> [Problem to solve]: The expected output is exactly the lines below, starting at the line with "Target: dark suit in background" and ending at the line with "Target: woman's face", both included; no other line belongs in it.

Stored data entries:

● ● ●

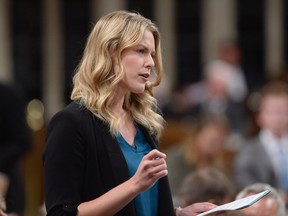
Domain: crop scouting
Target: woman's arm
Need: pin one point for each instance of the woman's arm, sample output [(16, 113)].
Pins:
[(151, 168)]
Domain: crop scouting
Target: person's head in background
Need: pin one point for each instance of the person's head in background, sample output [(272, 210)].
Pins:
[(206, 184), (270, 205), (273, 109), (206, 144)]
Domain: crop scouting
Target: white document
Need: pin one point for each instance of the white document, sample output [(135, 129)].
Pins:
[(237, 204)]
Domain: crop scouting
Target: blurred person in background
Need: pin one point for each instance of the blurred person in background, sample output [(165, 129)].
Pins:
[(203, 148), (264, 157), (206, 184), (222, 90), (270, 205), (15, 142)]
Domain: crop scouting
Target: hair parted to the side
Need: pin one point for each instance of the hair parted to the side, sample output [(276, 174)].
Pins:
[(95, 81)]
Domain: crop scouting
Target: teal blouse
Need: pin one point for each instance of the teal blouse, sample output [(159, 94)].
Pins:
[(146, 202)]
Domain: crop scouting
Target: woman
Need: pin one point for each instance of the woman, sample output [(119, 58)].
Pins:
[(101, 156)]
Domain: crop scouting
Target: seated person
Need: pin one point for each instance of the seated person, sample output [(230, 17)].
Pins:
[(206, 184), (271, 204)]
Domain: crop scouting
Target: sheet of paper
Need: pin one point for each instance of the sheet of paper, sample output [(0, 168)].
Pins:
[(237, 204)]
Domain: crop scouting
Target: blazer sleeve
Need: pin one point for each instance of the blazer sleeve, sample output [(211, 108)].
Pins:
[(64, 163)]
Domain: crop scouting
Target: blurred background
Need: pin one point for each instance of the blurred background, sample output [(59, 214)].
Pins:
[(41, 42)]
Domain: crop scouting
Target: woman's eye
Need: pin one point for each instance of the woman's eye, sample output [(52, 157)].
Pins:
[(141, 51)]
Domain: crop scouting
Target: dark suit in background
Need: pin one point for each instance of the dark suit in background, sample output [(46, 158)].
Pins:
[(15, 141)]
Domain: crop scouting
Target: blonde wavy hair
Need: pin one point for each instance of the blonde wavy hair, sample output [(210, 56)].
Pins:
[(95, 82)]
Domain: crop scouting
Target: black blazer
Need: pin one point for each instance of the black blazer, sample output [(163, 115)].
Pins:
[(82, 161)]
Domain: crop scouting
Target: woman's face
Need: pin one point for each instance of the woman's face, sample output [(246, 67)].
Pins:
[(138, 62)]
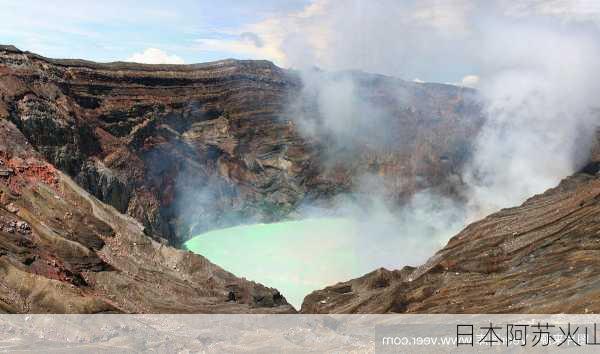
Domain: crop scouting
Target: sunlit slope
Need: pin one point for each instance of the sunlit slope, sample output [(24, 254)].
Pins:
[(295, 257)]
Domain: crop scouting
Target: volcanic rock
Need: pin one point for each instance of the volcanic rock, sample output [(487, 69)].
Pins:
[(187, 148)]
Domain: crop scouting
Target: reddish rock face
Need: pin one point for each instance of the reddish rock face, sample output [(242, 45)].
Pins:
[(188, 148), (64, 251)]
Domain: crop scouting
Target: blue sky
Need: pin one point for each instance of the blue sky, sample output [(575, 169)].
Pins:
[(114, 30), (429, 40)]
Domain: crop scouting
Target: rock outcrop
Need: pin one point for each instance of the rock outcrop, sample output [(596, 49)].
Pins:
[(187, 148), (64, 251), (540, 257)]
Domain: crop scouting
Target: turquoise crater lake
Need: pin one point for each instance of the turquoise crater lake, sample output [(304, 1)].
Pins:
[(296, 257)]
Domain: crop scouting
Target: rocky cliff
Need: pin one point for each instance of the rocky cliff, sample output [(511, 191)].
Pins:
[(540, 257), (187, 148), (103, 165), (64, 251)]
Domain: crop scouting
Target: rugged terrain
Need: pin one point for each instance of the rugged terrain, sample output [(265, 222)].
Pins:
[(64, 251), (540, 257), (104, 166), (187, 148)]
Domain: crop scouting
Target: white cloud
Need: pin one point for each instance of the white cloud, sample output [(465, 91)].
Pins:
[(155, 56), (470, 81)]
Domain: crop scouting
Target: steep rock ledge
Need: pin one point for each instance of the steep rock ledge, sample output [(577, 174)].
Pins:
[(187, 148), (540, 257), (64, 251)]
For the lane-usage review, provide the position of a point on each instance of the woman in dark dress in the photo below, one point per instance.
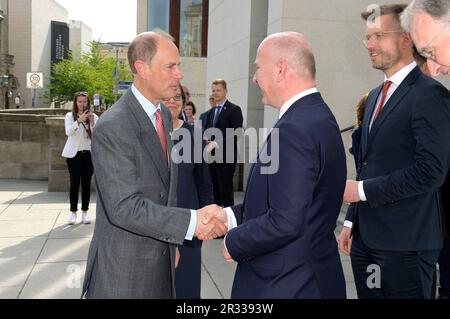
(194, 191)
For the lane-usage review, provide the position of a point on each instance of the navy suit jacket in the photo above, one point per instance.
(230, 117)
(405, 158)
(285, 244)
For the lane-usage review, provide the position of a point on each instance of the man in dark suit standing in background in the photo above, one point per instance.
(285, 244)
(394, 234)
(225, 117)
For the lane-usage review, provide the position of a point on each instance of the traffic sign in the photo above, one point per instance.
(35, 80)
(124, 86)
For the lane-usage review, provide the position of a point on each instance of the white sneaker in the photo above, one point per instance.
(72, 219)
(85, 218)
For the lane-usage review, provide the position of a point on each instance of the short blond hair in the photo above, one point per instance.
(220, 82)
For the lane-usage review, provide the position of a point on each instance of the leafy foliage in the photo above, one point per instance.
(93, 73)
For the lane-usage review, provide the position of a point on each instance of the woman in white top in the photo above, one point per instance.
(79, 127)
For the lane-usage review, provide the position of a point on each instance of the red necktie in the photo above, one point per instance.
(160, 131)
(386, 86)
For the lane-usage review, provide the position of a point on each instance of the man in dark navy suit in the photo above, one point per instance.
(394, 231)
(225, 117)
(285, 244)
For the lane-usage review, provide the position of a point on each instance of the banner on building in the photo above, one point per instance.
(60, 41)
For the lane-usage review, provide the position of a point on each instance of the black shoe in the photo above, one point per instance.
(444, 293)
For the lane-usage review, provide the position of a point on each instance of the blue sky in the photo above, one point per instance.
(110, 20)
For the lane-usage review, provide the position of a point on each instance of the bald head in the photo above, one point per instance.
(144, 47)
(294, 48)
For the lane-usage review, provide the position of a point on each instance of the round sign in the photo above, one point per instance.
(35, 78)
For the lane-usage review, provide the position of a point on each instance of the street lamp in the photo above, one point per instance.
(117, 46)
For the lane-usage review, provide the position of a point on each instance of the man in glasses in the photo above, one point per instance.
(393, 229)
(428, 21)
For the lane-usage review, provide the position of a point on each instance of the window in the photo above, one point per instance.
(185, 20)
(158, 14)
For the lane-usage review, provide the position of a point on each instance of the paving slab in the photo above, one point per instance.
(30, 214)
(25, 228)
(55, 281)
(27, 248)
(10, 292)
(65, 250)
(14, 272)
(72, 231)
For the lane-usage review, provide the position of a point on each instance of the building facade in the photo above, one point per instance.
(80, 35)
(8, 81)
(30, 42)
(335, 30)
(187, 22)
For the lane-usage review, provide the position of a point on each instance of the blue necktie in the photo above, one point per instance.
(216, 115)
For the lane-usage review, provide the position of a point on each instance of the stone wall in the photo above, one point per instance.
(31, 146)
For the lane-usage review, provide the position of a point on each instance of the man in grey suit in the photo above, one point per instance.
(132, 253)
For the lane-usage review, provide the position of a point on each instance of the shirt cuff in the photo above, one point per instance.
(192, 225)
(225, 243)
(348, 224)
(232, 223)
(361, 193)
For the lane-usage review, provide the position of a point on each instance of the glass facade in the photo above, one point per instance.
(185, 20)
(191, 21)
(158, 14)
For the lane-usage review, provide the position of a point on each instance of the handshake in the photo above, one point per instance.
(212, 222)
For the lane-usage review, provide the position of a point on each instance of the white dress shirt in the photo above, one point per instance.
(77, 137)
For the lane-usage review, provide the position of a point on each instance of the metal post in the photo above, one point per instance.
(116, 75)
(33, 101)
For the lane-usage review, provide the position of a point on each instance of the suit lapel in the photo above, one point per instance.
(392, 103)
(225, 108)
(369, 109)
(149, 137)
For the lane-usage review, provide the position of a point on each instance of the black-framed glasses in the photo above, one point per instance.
(378, 36)
(176, 98)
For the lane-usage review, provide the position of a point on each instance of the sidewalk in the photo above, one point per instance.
(42, 257)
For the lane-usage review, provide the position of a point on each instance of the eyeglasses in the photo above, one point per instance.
(176, 98)
(378, 36)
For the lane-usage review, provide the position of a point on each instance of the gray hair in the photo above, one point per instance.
(144, 47)
(294, 48)
(439, 10)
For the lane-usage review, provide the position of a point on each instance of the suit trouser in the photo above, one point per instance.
(80, 170)
(392, 274)
(222, 179)
(444, 266)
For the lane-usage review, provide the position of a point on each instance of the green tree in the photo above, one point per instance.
(93, 73)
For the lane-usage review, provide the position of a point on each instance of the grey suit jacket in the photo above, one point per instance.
(132, 251)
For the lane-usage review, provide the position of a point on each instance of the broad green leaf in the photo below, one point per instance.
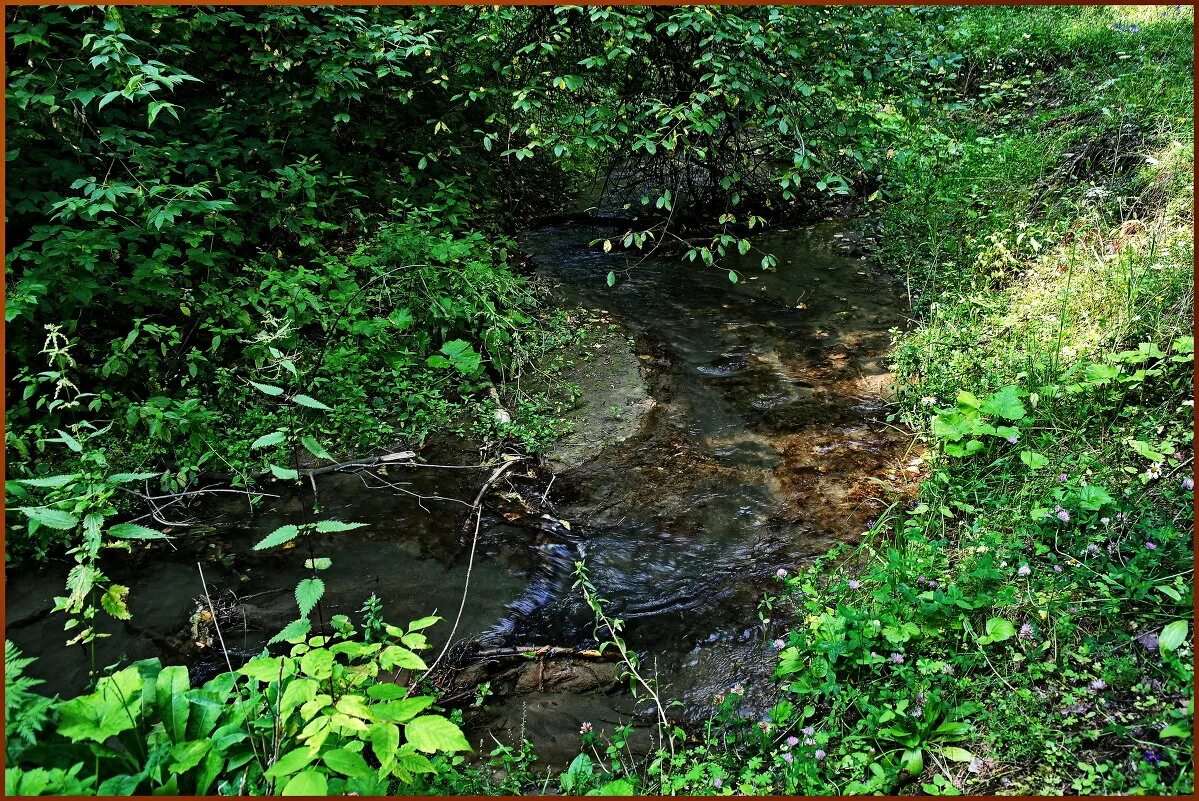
(267, 440)
(401, 711)
(52, 518)
(618, 787)
(315, 447)
(347, 763)
(957, 754)
(49, 482)
(293, 632)
(1006, 404)
(1173, 636)
(186, 756)
(115, 706)
(308, 594)
(999, 630)
(309, 782)
(291, 762)
(435, 734)
(311, 403)
(273, 391)
(281, 535)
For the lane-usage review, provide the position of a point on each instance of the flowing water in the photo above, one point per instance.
(765, 445)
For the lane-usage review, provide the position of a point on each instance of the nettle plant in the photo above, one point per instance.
(333, 716)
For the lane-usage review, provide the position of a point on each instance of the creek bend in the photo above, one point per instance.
(742, 433)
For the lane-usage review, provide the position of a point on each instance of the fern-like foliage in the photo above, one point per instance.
(24, 711)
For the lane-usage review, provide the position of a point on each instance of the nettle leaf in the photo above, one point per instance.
(277, 537)
(1094, 498)
(115, 706)
(458, 354)
(273, 391)
(308, 592)
(1173, 636)
(433, 734)
(267, 440)
(134, 531)
(998, 630)
(113, 601)
(52, 518)
(311, 403)
(1006, 404)
(49, 482)
(329, 527)
(315, 447)
(294, 632)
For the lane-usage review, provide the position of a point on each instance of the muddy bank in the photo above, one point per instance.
(722, 432)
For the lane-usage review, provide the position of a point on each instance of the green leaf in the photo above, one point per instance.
(315, 447)
(186, 756)
(1173, 636)
(957, 754)
(329, 527)
(433, 734)
(401, 711)
(134, 531)
(1005, 403)
(311, 403)
(49, 482)
(913, 762)
(618, 787)
(347, 763)
(291, 762)
(170, 700)
(281, 535)
(52, 518)
(70, 441)
(999, 630)
(309, 782)
(273, 391)
(267, 440)
(115, 706)
(293, 632)
(308, 594)
(1032, 461)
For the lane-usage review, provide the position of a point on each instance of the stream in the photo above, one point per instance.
(752, 439)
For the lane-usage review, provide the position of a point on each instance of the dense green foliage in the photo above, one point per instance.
(245, 240)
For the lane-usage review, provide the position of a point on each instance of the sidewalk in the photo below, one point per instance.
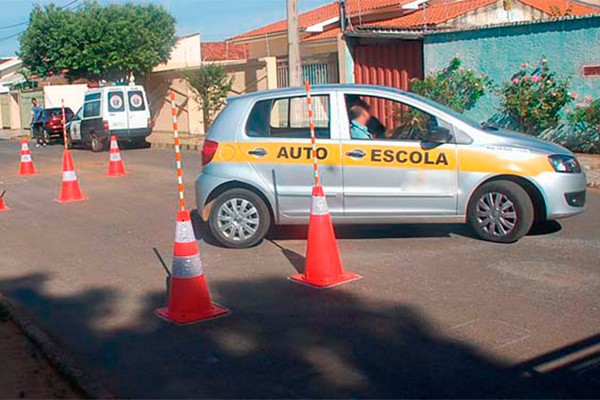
(164, 140)
(12, 134)
(591, 166)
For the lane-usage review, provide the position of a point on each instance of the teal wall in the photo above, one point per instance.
(568, 45)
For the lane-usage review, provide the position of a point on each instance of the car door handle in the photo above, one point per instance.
(356, 153)
(258, 152)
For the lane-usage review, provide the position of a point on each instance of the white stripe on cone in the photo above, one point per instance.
(319, 206)
(69, 176)
(184, 232)
(115, 156)
(187, 267)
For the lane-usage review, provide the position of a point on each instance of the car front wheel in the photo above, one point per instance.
(501, 211)
(239, 218)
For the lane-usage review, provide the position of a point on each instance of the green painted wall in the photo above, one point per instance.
(567, 44)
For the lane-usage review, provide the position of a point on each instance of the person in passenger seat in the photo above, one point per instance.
(359, 117)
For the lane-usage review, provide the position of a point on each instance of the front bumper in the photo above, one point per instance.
(564, 193)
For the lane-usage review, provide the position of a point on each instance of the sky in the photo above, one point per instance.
(215, 20)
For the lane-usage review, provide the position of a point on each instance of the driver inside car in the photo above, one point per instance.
(359, 117)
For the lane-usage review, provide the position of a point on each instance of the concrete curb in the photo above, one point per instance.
(57, 357)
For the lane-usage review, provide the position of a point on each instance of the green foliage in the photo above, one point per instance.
(210, 84)
(453, 86)
(97, 42)
(534, 98)
(582, 134)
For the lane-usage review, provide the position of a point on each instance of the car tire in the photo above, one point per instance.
(239, 218)
(501, 211)
(96, 143)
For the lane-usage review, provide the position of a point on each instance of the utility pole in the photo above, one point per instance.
(294, 65)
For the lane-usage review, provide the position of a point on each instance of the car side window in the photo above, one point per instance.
(288, 118)
(372, 117)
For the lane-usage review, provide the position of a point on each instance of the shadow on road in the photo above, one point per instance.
(281, 341)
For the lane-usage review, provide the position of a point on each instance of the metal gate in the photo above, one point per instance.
(391, 64)
(316, 73)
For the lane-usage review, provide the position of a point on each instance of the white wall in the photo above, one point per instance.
(72, 95)
(185, 54)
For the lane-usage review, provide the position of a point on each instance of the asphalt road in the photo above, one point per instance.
(438, 313)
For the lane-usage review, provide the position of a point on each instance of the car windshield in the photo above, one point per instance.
(447, 110)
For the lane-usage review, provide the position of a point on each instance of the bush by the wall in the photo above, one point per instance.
(533, 99)
(582, 132)
(454, 86)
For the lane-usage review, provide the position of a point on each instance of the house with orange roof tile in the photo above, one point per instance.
(333, 54)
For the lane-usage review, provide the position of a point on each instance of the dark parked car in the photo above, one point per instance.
(48, 124)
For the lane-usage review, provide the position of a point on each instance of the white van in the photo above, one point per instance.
(112, 110)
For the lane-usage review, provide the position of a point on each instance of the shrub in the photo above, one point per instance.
(533, 99)
(453, 86)
(210, 85)
(582, 133)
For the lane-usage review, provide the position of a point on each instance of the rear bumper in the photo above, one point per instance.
(129, 134)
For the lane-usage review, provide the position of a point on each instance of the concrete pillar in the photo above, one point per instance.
(345, 60)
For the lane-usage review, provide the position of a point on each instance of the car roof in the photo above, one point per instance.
(298, 91)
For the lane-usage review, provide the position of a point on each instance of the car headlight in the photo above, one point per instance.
(565, 164)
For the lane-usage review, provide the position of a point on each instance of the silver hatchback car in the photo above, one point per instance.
(386, 156)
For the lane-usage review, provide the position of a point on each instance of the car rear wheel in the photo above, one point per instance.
(239, 218)
(501, 211)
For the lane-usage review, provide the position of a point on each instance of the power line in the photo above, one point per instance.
(26, 22)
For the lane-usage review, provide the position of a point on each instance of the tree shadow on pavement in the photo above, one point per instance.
(281, 341)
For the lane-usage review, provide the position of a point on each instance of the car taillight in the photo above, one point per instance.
(208, 151)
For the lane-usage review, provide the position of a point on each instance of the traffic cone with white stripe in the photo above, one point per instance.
(116, 167)
(3, 206)
(323, 267)
(26, 167)
(189, 297)
(70, 190)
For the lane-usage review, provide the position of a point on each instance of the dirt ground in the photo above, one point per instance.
(24, 373)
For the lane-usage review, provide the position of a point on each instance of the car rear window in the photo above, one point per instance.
(116, 102)
(288, 118)
(136, 100)
(91, 109)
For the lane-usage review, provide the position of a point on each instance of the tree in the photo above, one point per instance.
(97, 42)
(454, 86)
(210, 84)
(534, 98)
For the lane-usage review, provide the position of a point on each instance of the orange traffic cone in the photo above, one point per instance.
(70, 190)
(189, 298)
(323, 267)
(115, 164)
(3, 206)
(26, 167)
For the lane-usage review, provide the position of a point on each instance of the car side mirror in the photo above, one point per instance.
(438, 134)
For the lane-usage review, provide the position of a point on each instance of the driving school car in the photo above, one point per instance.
(422, 162)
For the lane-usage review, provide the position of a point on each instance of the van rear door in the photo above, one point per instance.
(117, 112)
(138, 111)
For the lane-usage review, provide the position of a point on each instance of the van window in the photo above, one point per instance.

● ● ●

> [Exercise solution]:
Target: dark suit in background
Need: pin one point for each instance of the dark suit in background, sample output [(46, 158)].
Pins:
[(15, 141)]
Domain: crop scouting
Target: blonde wavy hair
Need: pin one point for each instance of the blonde wavy hair, sample output [(210, 56)].
Pins:
[(95, 82)]
Domain: crop scouting
Target: black blazer
Need: pin one point for each instance of the black blazer, sample output [(163, 115)].
Pins:
[(82, 161)]
Domain: crop scouting
Target: woman's face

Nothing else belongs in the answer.